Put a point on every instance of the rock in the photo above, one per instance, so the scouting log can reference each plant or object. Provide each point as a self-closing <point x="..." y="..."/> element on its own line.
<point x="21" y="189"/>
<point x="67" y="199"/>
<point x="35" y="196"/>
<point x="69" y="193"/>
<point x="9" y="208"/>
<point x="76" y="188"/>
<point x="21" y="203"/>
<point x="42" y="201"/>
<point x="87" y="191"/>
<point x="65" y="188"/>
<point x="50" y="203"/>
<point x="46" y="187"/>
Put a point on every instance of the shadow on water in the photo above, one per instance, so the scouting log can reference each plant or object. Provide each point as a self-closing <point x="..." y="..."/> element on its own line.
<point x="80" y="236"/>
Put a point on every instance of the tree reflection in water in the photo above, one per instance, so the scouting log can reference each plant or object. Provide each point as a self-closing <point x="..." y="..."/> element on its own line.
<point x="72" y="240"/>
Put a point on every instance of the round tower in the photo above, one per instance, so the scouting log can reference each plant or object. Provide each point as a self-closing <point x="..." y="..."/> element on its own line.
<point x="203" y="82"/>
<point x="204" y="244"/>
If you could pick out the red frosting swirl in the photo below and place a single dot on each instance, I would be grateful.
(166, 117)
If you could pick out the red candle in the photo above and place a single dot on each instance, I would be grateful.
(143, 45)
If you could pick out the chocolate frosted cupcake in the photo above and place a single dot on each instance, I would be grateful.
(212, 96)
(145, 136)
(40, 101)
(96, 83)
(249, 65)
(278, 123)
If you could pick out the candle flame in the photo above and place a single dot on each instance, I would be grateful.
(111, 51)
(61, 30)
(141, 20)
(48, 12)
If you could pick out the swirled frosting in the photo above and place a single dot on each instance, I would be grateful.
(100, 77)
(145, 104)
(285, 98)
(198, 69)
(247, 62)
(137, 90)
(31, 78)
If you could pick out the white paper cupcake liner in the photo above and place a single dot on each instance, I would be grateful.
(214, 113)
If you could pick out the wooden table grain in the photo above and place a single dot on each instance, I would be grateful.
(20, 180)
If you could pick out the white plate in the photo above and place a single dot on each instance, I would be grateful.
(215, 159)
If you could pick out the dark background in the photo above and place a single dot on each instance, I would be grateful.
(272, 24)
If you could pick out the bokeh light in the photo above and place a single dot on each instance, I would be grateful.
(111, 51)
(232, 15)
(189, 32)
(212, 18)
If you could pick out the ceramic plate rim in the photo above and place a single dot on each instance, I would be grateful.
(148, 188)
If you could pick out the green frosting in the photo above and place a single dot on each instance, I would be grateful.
• • • • •
▶ REQUIRED TASK:
Please restate the data word for word, every record included.

▶ TASK RESULT:
Put a point on every instance of the rock in the photo above, one per instance, so the scouting log can reference each plant or object. Provide each point as a self-closing <point x="..." y="..."/> element on its own line.
<point x="21" y="189"/>
<point x="67" y="199"/>
<point x="35" y="196"/>
<point x="69" y="193"/>
<point x="9" y="208"/>
<point x="76" y="188"/>
<point x="21" y="203"/>
<point x="42" y="201"/>
<point x="87" y="191"/>
<point x="65" y="188"/>
<point x="50" y="203"/>
<point x="46" y="187"/>
Put a point on every instance of the shadow on water in the photo above, one per instance, so the scouting log can reference each plant or object. Provide each point as a self-closing <point x="..." y="..."/> element on its own line.
<point x="80" y="236"/>
Put a point on every instance of the tree reflection in water in the photo above, one per instance, so the scouting log can reference each plant or object. Provide each point as a self-closing <point x="..." y="..."/> element on its own line.
<point x="72" y="240"/>
Put a point on every instance of the round tower in the photo above, one per instance, so the scouting log can reference each plant or object. Provide each point as a self-closing <point x="..." y="..."/> element on its own line.
<point x="203" y="82"/>
<point x="204" y="244"/>
If you could pick out the red frosting swirl in the photo below and place a single dot on each instance, I would be grateful.
(166, 117)
If you could pick out the red candle in the photo above and place a single dot on each instance, I would be grateful.
(143, 45)
If you could pick out the chocolate frosted cupcake in the photo above and place a single dot on each instance, I would be grateful.
(212, 96)
(145, 136)
(40, 101)
(96, 83)
(249, 65)
(278, 123)
If you could pick out the candle flame in the photo above and place a single dot on each instance, I would be grateful.
(111, 51)
(61, 30)
(141, 20)
(48, 12)
If you could pick out the swirled frosting in the photo above and place a single dot on each instance, I would be grateful.
(100, 77)
(145, 104)
(285, 98)
(198, 69)
(247, 62)
(137, 90)
(31, 78)
If you could pick out the white paper cupcake liner in the photo above and place a single dot on each instance, I would be grateful.
(214, 113)
If you could pick out the wooden table grain in the photo above and place a single dot on each instance, I would be grateful.
(20, 180)
If you could pick out the white plate in the photo above and place a single dot on each instance, I would be grateful.
(215, 159)
If you could pick out the dark background in the photo above and place a single dot on each instance, I would be grateful.
(272, 24)
If you could pick out the bokeh light in the photo above and place a single dot on each instance, I would be grateful.
(111, 51)
(232, 15)
(189, 32)
(212, 18)
If you could pick out the ceramic plate rim in the photo above and place a single dot on each instance, I would be grateful.
(148, 188)
If you could pick out the green frosting in the photo above and place a single dot on each instance, I would be grateful.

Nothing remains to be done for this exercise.